タスクの目標: 以下の証券会社の女性営業職についての文章のうち、「信頼関係構築力で難関を突破 証券会社の女性営業職」から「てMRへの転職を果しました。」までをすべて書き写し、その中の「証券会社」を「銀行」に書き換えてください。

文書の抜粋:
========
信頼関係構築力で難関を突破 証券会社の女性営業職
失敗体験が信頼関係構築力のアピールになる場合も
Sさんは文学部出身、新卒で証券会社に入社した女性営業職。入社以来、富裕層の個人顧客を対象に飛び込み営業や電話営業による新規顧客開拓を中心に活動してきました。3年目を迎えた25歳のときに合格率5%程度の難関を突破してMRへの転職を果しました。
訪問件数や電話件数など、自分で決めた目標は必ず実行するという自己管理能力や目標遂行力の高さに加え、物怖じせずに積極的に新規開拓に取り組み続ける精神的なタフネスなどによって、数百人にのぼる同期入社の中でもトップ10に入る実績をあげていました。
ただ、高い実績や自己管理能力以上にSさんが面接の中で評価されたのは、失敗にもめげず従来以上に顧客から信頼されるようになったという体験談。
========
データセット記録:
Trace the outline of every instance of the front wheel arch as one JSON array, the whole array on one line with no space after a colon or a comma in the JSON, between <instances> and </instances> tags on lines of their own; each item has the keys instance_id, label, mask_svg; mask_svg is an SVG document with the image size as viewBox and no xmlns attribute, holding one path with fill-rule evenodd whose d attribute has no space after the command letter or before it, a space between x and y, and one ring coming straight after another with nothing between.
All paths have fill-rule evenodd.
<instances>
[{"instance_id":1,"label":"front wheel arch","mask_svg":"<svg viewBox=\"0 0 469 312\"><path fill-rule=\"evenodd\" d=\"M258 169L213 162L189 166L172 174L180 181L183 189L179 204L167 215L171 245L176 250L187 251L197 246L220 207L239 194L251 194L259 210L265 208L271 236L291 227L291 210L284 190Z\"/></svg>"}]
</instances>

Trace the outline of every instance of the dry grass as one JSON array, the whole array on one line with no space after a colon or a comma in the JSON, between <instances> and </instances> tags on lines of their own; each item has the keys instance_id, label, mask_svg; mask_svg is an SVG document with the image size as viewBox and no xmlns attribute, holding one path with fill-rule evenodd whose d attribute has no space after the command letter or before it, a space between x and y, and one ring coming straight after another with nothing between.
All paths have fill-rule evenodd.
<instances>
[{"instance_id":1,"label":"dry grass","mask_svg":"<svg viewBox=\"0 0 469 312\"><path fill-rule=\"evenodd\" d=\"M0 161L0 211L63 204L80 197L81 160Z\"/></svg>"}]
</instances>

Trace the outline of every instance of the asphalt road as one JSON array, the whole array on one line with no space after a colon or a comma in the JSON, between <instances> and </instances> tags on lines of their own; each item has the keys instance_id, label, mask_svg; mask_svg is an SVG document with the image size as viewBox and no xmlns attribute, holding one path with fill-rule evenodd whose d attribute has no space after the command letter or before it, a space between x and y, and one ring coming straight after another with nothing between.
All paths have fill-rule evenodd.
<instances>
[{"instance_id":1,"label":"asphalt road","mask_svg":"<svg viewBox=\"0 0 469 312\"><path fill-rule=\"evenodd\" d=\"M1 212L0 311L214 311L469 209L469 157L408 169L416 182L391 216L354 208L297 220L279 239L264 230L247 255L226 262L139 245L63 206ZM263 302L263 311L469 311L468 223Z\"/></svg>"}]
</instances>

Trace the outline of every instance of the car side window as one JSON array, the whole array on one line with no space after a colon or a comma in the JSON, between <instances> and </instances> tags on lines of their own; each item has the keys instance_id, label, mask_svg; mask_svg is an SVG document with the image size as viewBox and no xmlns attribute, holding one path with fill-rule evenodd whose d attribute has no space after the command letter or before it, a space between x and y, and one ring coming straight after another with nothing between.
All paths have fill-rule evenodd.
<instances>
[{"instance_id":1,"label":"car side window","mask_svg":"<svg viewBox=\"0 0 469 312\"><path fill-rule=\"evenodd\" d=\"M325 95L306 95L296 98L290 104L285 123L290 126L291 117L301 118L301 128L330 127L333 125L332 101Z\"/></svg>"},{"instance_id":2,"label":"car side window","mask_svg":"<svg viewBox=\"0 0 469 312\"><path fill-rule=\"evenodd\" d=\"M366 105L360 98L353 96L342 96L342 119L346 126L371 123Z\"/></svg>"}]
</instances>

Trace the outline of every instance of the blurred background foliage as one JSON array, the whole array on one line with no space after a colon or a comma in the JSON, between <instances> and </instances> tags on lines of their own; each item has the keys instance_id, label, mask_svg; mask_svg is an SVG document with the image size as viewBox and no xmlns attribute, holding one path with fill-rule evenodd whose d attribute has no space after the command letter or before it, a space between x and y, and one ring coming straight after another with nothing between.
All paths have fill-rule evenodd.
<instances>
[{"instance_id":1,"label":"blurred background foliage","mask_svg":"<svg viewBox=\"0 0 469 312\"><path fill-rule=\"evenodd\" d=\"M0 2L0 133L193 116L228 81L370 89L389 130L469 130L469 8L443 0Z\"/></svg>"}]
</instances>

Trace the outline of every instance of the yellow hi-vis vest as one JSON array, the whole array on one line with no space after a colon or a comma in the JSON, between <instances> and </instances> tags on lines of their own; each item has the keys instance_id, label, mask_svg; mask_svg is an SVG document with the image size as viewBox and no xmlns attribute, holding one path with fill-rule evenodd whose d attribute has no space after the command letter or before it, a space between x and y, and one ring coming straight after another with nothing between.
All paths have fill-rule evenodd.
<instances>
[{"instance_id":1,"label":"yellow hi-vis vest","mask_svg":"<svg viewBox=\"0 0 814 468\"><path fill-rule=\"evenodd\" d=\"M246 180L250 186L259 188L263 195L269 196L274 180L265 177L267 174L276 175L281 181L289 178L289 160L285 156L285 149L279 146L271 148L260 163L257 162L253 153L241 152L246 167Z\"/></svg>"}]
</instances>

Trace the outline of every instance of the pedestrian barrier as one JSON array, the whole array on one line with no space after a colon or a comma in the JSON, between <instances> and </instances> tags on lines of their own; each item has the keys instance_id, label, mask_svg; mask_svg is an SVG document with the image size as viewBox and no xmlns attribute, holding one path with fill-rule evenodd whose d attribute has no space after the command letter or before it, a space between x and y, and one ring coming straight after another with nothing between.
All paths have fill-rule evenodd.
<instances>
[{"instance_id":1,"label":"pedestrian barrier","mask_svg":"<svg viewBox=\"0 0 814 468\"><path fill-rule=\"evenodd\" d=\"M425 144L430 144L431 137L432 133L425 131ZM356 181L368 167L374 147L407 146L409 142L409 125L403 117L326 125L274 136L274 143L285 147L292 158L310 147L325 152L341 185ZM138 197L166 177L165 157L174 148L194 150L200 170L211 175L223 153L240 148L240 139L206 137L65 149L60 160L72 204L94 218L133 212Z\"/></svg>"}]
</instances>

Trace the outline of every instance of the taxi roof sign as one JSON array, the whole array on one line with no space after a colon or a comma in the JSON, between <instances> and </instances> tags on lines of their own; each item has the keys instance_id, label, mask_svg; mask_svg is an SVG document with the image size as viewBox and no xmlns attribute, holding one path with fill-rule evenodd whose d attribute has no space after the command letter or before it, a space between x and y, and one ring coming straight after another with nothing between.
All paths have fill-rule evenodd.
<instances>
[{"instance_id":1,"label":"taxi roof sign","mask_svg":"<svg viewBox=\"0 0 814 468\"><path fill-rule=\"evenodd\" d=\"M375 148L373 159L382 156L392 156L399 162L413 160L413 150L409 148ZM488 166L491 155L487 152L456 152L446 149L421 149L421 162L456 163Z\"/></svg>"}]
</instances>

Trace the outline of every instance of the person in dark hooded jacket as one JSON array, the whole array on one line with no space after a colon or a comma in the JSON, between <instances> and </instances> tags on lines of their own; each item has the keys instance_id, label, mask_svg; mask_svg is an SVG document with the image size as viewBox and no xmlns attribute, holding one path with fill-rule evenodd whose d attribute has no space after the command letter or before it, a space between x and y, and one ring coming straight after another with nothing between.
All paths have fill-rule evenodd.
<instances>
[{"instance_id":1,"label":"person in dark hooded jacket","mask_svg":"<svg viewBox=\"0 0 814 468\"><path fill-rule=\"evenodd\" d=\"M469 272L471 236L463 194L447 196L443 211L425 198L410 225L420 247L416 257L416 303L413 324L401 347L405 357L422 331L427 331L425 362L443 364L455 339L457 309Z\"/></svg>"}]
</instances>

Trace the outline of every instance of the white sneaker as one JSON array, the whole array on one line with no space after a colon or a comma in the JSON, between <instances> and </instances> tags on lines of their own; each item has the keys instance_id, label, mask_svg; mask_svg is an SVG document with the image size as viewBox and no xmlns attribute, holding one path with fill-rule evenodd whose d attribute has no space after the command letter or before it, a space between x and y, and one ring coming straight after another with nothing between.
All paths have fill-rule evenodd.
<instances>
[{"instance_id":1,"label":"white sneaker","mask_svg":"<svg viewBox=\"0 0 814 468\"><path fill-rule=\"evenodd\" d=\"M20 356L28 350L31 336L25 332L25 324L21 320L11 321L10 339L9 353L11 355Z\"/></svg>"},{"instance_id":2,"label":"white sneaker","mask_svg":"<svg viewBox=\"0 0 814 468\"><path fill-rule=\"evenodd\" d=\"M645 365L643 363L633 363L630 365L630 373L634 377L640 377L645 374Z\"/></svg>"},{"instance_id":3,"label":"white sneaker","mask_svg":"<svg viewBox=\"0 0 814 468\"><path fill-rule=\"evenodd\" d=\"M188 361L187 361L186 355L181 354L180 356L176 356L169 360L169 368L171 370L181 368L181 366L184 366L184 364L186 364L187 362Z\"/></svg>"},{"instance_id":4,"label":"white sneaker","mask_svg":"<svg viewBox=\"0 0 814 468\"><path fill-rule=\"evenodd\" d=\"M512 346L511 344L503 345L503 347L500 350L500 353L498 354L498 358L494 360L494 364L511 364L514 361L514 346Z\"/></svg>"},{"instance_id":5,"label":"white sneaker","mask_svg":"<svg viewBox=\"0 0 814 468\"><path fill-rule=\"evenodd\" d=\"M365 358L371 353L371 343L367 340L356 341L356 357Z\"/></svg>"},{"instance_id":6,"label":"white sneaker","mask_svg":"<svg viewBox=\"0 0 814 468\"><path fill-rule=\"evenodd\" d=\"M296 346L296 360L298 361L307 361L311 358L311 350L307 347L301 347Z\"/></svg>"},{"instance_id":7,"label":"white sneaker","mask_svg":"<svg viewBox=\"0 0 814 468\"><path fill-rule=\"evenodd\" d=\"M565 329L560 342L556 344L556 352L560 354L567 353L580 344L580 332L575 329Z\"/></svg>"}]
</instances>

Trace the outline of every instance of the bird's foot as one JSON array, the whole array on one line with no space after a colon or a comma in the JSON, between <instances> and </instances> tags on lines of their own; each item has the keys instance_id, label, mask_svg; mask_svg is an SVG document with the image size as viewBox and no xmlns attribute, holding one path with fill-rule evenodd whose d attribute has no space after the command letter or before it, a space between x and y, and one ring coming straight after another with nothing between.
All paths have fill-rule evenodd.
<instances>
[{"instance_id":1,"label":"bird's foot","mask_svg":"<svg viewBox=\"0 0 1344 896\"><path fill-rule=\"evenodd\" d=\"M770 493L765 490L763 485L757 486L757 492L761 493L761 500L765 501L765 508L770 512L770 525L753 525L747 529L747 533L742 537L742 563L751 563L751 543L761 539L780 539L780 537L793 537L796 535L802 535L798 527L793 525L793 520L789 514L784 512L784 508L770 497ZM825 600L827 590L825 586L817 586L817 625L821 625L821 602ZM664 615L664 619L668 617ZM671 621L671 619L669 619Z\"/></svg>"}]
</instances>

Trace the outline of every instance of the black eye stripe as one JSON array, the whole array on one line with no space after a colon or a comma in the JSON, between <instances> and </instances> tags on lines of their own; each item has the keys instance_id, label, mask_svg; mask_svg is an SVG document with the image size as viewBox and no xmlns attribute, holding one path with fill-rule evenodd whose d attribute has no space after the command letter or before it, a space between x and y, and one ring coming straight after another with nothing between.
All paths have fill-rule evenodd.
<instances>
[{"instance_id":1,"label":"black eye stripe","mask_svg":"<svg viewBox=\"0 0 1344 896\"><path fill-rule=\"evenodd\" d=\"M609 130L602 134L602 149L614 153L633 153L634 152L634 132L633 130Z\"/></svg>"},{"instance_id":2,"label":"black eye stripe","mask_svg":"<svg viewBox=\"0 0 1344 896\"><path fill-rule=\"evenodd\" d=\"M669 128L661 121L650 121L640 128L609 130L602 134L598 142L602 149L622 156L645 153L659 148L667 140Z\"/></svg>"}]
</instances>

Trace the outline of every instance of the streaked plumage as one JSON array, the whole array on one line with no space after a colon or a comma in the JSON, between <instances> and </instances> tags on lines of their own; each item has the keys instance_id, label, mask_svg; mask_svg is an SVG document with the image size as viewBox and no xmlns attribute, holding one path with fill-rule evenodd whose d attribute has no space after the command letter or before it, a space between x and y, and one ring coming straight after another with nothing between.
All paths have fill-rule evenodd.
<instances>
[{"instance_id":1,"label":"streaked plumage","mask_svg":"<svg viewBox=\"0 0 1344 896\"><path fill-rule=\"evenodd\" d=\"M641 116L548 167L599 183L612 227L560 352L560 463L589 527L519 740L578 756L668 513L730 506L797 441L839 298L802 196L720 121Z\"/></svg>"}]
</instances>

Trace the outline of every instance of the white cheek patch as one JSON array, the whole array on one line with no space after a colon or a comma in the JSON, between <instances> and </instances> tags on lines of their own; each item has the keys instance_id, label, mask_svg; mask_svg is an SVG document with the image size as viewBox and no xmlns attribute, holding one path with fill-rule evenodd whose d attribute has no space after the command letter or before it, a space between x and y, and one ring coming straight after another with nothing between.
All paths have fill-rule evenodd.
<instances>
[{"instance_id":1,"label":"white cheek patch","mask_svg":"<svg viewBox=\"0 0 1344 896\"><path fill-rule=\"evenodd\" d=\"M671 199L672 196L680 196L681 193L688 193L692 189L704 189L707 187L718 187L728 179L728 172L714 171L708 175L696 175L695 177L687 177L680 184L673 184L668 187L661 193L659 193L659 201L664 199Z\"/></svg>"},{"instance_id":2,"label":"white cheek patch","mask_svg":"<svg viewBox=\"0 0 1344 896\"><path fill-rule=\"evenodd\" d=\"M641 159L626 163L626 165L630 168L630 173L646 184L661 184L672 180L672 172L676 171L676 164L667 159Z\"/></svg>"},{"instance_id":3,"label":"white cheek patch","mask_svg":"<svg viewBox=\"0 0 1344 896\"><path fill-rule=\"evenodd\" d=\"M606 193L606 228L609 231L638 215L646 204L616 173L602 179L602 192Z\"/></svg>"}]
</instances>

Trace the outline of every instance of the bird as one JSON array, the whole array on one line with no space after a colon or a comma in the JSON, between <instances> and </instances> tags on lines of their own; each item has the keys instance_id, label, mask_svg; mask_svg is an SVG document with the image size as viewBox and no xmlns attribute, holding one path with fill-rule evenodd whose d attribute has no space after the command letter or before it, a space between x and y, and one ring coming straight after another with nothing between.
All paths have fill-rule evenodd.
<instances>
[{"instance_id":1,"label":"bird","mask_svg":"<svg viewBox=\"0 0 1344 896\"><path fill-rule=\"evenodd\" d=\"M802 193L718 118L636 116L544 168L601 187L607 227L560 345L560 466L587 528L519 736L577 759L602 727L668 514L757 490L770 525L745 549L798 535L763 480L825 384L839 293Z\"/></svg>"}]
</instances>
========
タスクの結果:
信頼関係構築力で難関を突破 銀行の女性営業職
失敗体験が信頼関係構築力のアピールになる場合も
Sさんは文学部出身、新卒で銀行に入社した女性営業職。入社以来、富裕層の個人顧客を対象に飛び込み営業や電話営業による新規顧客開拓を中心に活動してきました。3年目を迎えた25歳のときに合格率5%程度の難関を突破してMRへの転職を果しました。